Directions: Rewrite the passage of the bag-extraction text from "Why both? Markers" to "14:30-14:35 (laptop time)", changing "gateway" to "bridge".

Step 2: Visual verification

Always sanity-check the extracted segment:

# Play back and confirm it's the right demo
ros2 bag play demo.mcap

# Or quick stats check
ros2 bag info demo.mcap
# Verify: duration matches expected, topics present, no gaps

Why both? Markers can fail (gateway hiccup, missed message, duplicate session IDs from testing). A 30-second visual spot-check catches these before wasting hours training on garbage.

Fallback when markers are missing:

If markers didn't make it into the bag (gateway down, topic not subscribed, etc.), use the UI timestamps as a rough guide:

# UI says demo was 14:30-14:35 (laptop time)
# Robot clock might be off by minutes — extract a wide window

ros2 bag info robot_log.mcap
# → Start: 2026-03-15T14:28:00  End: 2026-03-15T16:45:00

# Extract generous window
ros2 bag filter robot_log.mcap -o candidate.mcap \
  --start 2026-03-15T14:25:00 --end 2026-03-15T14:40:00

# Visually find the actual demo, note the real timestamps, re-extract tight
ros2 bag play candidate.mcap

Handling Startup/Shutdown Lag

Reality: Operator clicks "Start" → takes 2-5 seconds to grab controller and begin demonstrating. The robot may already be in flight or moving autonomously.

Timeline (robot already moving):
  |---autonomous mode---|---operator demonstration---|---back to auto---|
  ^                      ^                           ^                  ^
                         UI start                    UI stop
                         marker                      marker
                         (operator takes over)       (operator releases)

The markers ARE the ground truth. Unlike stationary-start scenarios, trimming based on velocity isn't possible. The demonstration is everything between start/stop markers.

What the markers actually mean:

  • start: Operator has taken manual control (even if still orienting)
  • stop: Operator releases control back to autonomy (or lands/stops)

Include the "fumble time" — the first few seconds where operator is getting oriented is still valid training data. It shows recovery, stabilization, and intent formation. Don't over-trim.

/openc2/session_marker
  - timestamp: (ROS2 clock)
  - event: "start" | "stop"  
  - session_id: "550e8400-..."
  - control_mode: "manual"   # What mode the robot should be in

Post-processing considerations:

# For aerial/continuous motion: use markers directly, minimal trimming
def extract_demonstration(bag, session_id):
    markers = get_markers(bag, session_id)
    start_time = markers['start']
    end_time = markers['stop']
    
    # Optional: add small buffer for context
    # But don't trim based on velocity — operator was demonstrating the whole time
    return extract_segment(bag, start_time - 0.5, end_time + 0.5)

[Dataset entries]
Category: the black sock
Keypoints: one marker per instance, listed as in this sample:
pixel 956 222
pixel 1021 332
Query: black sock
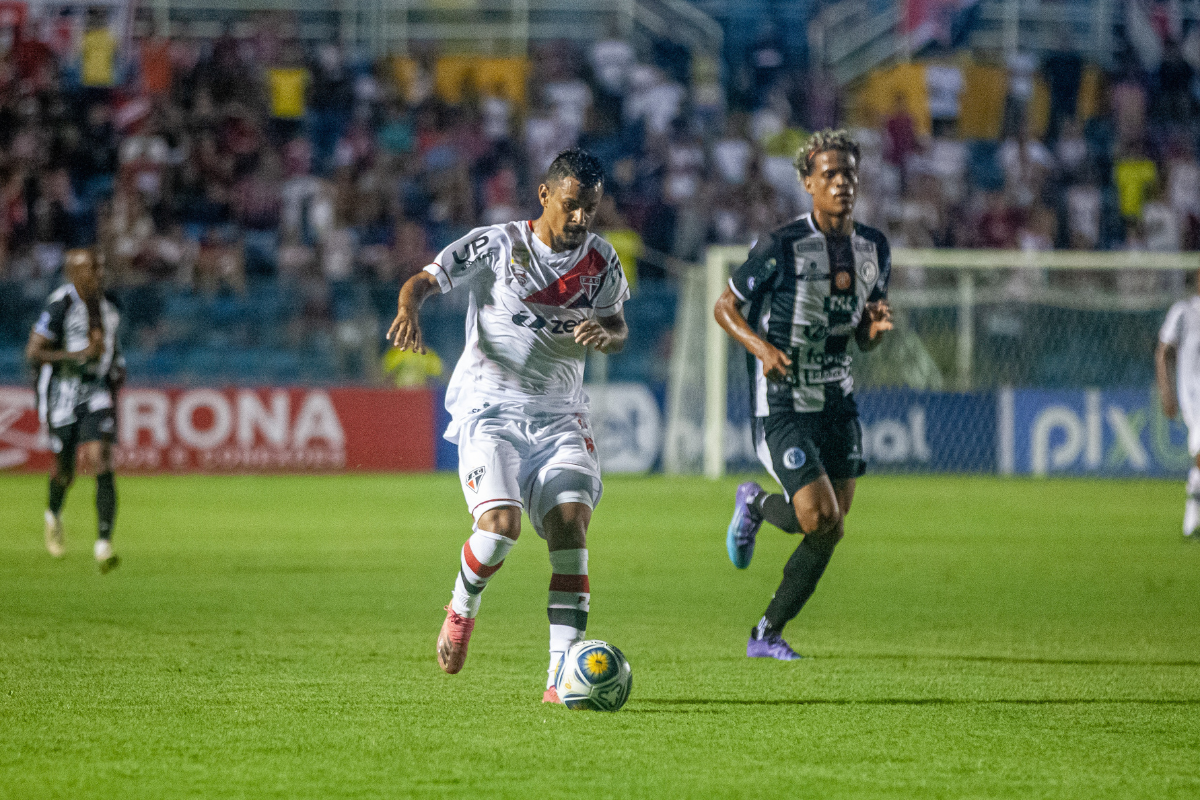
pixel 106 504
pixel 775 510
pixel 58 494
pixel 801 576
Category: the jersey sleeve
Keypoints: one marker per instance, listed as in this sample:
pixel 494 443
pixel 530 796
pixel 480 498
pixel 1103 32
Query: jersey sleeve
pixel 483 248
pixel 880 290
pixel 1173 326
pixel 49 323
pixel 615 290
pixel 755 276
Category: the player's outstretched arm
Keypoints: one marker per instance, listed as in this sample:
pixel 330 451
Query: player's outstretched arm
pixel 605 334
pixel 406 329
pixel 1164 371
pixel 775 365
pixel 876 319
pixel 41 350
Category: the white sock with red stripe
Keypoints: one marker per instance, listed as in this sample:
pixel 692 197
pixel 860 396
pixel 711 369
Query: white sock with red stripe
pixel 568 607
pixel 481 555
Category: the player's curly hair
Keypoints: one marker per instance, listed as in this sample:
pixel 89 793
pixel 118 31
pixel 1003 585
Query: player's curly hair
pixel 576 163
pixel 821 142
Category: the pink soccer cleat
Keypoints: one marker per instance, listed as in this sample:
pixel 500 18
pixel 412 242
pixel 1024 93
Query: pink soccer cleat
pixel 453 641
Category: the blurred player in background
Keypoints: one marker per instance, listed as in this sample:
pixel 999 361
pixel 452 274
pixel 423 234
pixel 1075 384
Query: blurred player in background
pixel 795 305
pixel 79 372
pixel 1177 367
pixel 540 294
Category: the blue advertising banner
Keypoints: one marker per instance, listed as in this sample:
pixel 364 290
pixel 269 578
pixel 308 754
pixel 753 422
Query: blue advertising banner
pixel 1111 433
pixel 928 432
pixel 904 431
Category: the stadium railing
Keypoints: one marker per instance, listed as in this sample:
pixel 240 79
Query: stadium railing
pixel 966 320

==

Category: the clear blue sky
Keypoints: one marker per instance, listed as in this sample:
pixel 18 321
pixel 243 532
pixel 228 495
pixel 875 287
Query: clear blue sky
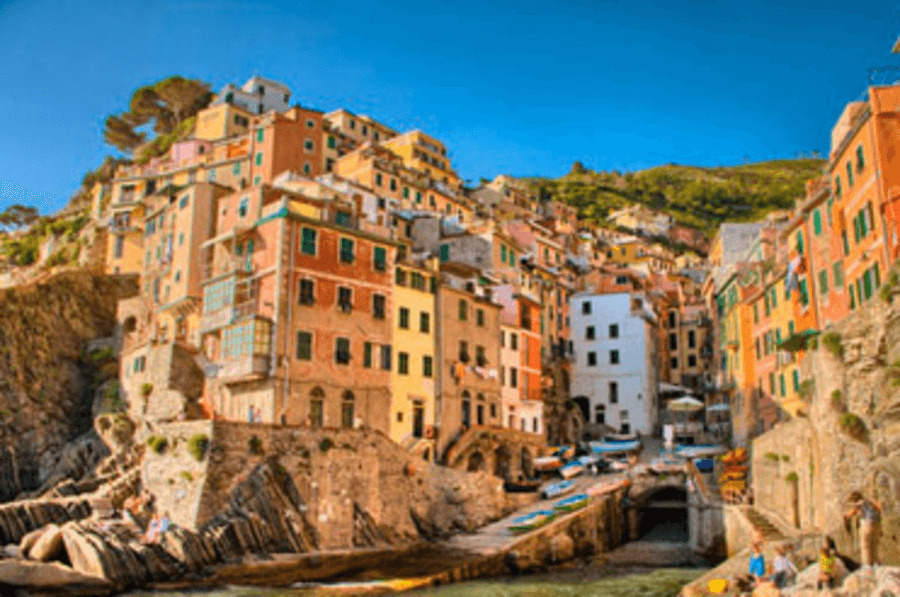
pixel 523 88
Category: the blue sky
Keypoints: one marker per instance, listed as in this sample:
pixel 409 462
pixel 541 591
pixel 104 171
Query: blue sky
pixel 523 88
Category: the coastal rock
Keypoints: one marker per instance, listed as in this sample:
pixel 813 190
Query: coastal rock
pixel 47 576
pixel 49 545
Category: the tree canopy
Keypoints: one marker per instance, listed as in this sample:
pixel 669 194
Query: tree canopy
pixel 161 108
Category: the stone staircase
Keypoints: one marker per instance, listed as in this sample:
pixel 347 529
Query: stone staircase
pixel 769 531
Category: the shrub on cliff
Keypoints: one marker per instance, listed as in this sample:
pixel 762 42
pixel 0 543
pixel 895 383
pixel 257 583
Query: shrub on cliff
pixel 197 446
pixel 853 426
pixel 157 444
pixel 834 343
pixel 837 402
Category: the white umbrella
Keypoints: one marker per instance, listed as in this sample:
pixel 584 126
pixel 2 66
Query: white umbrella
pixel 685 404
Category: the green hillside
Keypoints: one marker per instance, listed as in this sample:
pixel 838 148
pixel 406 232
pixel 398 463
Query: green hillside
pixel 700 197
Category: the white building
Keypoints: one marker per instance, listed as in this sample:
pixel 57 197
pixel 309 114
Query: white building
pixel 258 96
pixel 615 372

...

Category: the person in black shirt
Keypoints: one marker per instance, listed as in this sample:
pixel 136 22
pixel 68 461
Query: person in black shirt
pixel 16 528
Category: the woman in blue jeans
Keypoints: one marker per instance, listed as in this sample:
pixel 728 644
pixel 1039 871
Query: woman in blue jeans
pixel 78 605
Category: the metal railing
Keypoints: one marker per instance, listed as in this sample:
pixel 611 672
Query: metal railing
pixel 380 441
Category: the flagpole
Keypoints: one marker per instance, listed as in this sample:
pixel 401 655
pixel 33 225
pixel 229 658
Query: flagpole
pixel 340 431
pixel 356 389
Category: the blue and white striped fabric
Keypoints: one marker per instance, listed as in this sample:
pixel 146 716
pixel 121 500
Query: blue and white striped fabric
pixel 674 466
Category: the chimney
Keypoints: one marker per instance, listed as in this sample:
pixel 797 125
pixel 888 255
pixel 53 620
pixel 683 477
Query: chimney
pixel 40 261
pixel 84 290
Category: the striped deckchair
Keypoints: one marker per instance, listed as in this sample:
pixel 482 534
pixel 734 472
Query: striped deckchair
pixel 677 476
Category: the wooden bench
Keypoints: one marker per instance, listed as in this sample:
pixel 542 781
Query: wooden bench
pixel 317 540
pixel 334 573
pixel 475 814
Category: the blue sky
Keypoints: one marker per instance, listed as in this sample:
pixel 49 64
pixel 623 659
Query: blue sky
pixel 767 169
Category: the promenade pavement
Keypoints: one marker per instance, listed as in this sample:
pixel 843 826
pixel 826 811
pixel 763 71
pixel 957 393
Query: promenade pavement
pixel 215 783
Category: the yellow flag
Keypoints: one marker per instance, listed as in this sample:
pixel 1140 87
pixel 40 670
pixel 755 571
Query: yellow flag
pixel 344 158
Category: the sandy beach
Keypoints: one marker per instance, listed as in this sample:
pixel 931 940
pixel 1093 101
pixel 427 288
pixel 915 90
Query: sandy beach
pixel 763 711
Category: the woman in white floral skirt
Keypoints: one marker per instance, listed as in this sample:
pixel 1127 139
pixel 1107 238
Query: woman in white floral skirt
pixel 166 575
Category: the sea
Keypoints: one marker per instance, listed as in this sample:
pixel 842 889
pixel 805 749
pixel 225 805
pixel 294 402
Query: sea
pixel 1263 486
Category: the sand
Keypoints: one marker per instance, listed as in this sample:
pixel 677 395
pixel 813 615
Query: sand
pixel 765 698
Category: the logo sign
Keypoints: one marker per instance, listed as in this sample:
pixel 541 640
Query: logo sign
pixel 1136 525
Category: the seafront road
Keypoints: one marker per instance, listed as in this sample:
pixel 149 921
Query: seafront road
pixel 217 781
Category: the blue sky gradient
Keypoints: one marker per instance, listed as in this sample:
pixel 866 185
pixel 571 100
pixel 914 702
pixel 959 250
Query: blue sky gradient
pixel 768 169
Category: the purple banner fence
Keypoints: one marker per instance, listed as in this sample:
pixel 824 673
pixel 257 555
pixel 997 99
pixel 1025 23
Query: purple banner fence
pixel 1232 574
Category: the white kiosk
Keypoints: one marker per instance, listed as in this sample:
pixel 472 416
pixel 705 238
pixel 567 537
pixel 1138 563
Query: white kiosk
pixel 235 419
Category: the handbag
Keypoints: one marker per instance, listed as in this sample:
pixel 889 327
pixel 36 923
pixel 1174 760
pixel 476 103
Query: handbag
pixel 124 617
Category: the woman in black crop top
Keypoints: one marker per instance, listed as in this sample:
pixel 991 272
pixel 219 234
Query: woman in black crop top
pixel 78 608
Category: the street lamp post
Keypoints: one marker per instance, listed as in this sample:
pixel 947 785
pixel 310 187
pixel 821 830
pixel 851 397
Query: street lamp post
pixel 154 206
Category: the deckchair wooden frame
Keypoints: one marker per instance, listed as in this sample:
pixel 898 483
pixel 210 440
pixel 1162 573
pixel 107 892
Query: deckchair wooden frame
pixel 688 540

Answer for the task:
Why both? Markers can fail (bridge hiccup, missed message, duplicate session IDs from testing). A 30-second visual spot-check catches these before wasting hours training on garbage.

Fallback when markers are missing:

If markers didn't make it into the bag (bridge down, topic not subscribed, etc.), use the UI timestamps as a rough guide:

# UI says demo was 14:30-14:35 (laptop time)